● **Task prompt**
Pick out every line of the material below that contains the word "tomato" and copy each one. Letter case counts.

━━━━━ Provided data

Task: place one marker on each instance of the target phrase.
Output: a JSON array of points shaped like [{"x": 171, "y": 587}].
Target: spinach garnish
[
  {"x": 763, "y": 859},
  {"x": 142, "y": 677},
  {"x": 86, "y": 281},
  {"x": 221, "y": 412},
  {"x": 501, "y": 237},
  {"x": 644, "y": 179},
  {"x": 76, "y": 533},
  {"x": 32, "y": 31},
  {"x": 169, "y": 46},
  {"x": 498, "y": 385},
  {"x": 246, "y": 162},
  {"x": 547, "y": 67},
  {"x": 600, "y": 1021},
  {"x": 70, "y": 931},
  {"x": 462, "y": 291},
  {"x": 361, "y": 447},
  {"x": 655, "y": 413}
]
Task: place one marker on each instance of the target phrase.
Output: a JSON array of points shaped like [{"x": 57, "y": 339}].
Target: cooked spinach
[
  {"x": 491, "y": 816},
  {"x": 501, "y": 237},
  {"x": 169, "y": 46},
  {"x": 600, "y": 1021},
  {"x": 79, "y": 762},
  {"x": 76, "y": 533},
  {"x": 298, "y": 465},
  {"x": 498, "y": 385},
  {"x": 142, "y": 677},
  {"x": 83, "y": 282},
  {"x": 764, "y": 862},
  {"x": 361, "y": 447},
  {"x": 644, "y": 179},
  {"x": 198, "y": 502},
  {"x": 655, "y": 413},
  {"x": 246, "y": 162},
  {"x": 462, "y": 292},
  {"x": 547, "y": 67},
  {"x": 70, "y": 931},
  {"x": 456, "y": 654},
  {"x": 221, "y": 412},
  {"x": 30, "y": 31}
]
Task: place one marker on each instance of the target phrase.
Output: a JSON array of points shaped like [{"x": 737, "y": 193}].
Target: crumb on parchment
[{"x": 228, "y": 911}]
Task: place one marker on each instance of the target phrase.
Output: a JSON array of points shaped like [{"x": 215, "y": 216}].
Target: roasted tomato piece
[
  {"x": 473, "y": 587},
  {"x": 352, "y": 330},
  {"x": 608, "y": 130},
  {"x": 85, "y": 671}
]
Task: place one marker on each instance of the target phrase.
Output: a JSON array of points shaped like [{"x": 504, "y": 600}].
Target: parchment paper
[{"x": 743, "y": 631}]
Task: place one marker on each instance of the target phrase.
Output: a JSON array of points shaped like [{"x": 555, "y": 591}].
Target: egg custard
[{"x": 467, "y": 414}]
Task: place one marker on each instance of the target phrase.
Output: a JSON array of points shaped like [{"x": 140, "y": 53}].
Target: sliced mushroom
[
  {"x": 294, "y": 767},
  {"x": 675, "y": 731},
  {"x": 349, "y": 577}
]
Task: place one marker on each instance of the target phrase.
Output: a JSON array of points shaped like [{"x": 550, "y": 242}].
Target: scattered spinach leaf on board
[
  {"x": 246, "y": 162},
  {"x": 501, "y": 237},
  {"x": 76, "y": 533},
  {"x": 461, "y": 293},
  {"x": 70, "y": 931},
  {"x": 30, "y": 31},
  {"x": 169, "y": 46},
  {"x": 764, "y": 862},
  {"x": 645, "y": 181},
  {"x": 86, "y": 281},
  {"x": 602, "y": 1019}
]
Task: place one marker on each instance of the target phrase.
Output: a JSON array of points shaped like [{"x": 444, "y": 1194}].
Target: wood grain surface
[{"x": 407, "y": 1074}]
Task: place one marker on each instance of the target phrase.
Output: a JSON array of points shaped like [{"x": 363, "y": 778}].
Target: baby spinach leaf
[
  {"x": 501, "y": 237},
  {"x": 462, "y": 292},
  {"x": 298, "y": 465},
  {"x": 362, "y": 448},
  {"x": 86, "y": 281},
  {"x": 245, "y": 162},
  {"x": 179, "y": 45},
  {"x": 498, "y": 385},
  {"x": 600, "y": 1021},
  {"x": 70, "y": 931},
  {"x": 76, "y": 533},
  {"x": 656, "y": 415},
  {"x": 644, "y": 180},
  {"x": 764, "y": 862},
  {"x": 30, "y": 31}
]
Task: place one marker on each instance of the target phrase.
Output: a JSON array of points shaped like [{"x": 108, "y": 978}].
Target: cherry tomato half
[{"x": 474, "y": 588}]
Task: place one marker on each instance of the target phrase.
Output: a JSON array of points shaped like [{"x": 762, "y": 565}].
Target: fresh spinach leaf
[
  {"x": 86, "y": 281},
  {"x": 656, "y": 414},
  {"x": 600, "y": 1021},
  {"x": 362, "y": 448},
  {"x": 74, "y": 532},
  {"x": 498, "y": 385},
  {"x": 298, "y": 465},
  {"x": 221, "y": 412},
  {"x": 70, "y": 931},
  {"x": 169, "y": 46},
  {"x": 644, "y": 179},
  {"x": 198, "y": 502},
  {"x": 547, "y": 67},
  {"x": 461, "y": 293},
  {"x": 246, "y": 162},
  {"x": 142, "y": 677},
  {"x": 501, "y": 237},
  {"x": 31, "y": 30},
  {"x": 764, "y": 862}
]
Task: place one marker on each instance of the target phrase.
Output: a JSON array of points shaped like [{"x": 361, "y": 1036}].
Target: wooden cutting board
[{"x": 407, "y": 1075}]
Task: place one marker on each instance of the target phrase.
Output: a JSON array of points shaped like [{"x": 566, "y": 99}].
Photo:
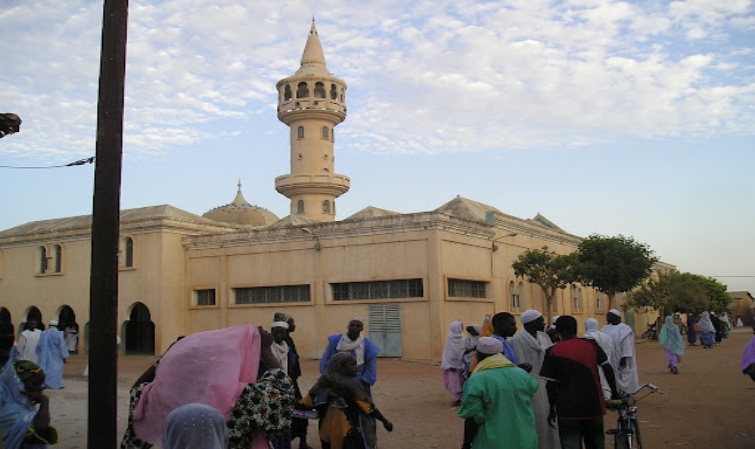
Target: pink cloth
[
  {"x": 209, "y": 368},
  {"x": 748, "y": 356}
]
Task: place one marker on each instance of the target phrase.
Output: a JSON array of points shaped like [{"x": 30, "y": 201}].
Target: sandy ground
[{"x": 709, "y": 404}]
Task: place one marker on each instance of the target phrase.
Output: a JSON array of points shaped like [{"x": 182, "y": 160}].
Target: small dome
[{"x": 239, "y": 211}]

━━━━━━━━━━

● **The reply**
Target: roasted tomato piece
Target: cherry tomato half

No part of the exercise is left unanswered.